Task prompt: Your answer should hold exactly the lines from the line containing "Identify every instance of the dense" through the end of the entries that follow.

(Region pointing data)
- - -
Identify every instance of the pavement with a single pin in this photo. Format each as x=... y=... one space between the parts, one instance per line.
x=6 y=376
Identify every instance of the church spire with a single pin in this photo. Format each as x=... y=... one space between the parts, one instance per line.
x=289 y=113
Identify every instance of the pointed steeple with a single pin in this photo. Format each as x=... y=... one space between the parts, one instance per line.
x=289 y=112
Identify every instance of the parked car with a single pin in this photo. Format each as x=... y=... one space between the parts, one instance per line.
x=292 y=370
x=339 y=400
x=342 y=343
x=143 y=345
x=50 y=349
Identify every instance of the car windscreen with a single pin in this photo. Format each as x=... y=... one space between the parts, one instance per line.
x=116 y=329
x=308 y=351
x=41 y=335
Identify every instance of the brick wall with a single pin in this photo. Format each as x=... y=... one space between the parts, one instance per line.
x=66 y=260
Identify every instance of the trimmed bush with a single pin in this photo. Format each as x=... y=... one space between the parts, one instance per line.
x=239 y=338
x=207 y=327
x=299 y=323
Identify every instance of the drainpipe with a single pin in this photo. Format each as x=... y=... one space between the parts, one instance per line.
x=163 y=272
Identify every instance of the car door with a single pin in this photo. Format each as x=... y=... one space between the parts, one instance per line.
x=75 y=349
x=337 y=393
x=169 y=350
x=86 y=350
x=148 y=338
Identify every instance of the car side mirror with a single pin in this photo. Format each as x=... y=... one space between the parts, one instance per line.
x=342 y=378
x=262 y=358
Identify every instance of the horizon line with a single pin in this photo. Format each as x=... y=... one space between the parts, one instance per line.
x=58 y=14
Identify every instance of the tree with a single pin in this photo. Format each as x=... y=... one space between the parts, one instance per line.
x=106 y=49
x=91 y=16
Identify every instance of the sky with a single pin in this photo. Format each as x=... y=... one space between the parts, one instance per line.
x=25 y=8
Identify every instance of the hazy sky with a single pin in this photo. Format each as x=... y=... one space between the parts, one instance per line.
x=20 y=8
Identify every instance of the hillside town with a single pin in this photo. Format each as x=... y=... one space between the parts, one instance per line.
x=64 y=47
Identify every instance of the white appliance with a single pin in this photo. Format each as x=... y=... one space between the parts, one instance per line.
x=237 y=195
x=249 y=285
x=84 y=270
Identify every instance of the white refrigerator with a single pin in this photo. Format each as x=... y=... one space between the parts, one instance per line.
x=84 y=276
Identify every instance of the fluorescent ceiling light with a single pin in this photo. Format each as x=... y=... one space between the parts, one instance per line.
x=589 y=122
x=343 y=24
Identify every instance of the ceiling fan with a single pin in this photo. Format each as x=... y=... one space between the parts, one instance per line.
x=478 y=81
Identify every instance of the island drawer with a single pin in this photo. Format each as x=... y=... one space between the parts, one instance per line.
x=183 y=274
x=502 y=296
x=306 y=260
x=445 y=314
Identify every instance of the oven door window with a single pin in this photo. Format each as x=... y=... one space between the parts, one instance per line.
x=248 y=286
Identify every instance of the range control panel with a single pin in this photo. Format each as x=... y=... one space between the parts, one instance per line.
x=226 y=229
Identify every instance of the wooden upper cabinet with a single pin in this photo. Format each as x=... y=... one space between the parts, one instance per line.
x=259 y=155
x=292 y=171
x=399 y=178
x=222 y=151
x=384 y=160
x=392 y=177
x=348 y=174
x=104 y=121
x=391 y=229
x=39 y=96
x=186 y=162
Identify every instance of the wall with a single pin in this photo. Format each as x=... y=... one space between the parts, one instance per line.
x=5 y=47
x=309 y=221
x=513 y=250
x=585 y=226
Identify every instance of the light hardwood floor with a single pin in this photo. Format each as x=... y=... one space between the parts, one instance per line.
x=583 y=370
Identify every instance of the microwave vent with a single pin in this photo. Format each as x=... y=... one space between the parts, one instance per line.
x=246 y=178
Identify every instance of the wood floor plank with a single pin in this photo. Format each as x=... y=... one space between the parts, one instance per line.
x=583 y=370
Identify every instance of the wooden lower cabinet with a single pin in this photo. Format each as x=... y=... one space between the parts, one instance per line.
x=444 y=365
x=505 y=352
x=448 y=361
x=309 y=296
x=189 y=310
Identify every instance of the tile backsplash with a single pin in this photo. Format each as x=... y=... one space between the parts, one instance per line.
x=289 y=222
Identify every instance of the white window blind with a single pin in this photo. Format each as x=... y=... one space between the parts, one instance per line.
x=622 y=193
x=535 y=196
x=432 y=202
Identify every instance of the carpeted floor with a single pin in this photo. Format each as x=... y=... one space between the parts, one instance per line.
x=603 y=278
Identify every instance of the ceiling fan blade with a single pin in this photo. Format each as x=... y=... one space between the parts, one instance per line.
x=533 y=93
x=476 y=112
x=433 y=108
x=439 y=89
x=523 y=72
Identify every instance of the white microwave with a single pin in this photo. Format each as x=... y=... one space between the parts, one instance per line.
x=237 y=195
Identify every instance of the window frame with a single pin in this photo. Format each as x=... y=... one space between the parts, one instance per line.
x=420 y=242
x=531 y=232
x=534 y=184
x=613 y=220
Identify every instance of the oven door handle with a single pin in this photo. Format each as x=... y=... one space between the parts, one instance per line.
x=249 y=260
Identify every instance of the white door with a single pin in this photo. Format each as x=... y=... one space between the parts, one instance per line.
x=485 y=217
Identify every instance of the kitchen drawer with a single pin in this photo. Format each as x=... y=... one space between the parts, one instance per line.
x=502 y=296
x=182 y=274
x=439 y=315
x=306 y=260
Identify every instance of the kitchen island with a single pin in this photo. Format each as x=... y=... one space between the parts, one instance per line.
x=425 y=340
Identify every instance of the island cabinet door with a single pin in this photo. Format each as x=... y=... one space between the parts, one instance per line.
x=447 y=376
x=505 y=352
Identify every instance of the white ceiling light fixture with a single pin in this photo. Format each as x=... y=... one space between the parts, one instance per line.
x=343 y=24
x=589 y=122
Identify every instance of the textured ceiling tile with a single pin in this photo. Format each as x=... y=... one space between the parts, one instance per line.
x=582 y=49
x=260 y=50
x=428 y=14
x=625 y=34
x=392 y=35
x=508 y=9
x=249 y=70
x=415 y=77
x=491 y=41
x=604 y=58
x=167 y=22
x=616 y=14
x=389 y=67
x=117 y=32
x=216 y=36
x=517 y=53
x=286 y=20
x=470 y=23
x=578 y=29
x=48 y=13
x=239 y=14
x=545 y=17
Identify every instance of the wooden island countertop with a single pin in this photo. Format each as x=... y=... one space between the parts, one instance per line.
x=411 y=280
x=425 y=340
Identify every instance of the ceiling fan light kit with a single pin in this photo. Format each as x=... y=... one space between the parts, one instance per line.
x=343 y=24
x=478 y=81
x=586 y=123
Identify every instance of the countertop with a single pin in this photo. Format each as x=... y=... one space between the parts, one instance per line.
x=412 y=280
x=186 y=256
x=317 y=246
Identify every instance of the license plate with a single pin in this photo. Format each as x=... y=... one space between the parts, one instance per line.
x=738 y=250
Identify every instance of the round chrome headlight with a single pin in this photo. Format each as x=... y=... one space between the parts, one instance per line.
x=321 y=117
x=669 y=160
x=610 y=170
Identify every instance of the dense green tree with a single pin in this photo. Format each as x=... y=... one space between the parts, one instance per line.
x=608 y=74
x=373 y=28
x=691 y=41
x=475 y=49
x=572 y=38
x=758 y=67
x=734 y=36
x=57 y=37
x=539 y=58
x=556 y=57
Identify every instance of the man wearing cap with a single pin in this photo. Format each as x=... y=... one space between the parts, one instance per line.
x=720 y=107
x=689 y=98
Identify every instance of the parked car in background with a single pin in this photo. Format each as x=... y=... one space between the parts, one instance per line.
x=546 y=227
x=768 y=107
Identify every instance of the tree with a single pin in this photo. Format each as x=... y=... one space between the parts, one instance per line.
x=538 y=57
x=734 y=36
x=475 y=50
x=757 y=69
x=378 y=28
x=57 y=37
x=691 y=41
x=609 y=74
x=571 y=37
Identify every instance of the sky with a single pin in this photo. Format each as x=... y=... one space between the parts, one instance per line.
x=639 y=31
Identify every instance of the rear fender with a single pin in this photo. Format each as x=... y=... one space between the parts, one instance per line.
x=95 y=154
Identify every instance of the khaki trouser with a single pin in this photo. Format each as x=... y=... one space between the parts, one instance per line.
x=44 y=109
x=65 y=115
- - -
Solution to the exercise:
Identify every instance of the dense green tree with a single pin in this photo. Format each as x=... y=... one space between the parts, one instance per line.
x=608 y=74
x=373 y=28
x=691 y=41
x=475 y=49
x=572 y=38
x=758 y=67
x=734 y=36
x=57 y=37
x=539 y=58
x=556 y=57
Identify every instance of the man wearing cap with a single pin in this photo. Format each as x=... y=... one space between the parts, one instance per line.
x=720 y=107
x=689 y=98
Identify every instance of the parked car in background with a single pin in this photo. Format each as x=... y=... one space between the parts, one instance per line.
x=546 y=227
x=768 y=107
Identify every instance of the tree with a single pin in this photo. Format each as x=... y=... one space between the parts, one instance per line.
x=538 y=57
x=734 y=36
x=475 y=50
x=757 y=69
x=378 y=28
x=57 y=37
x=691 y=41
x=609 y=74
x=571 y=37
Identify every instance of the sky with a single pin in this photo. Format each as x=... y=... one space between the parts, one instance per line.
x=639 y=31
Identify every instance of the rear fender with a single pin in this photo. Format each as x=... y=... one space between the parts, one instance per line.
x=95 y=154
Identify every instance of the khaki trouser with a single pin in this photo. Format each as x=... y=... one space between the parts, one instance per line.
x=44 y=109
x=65 y=115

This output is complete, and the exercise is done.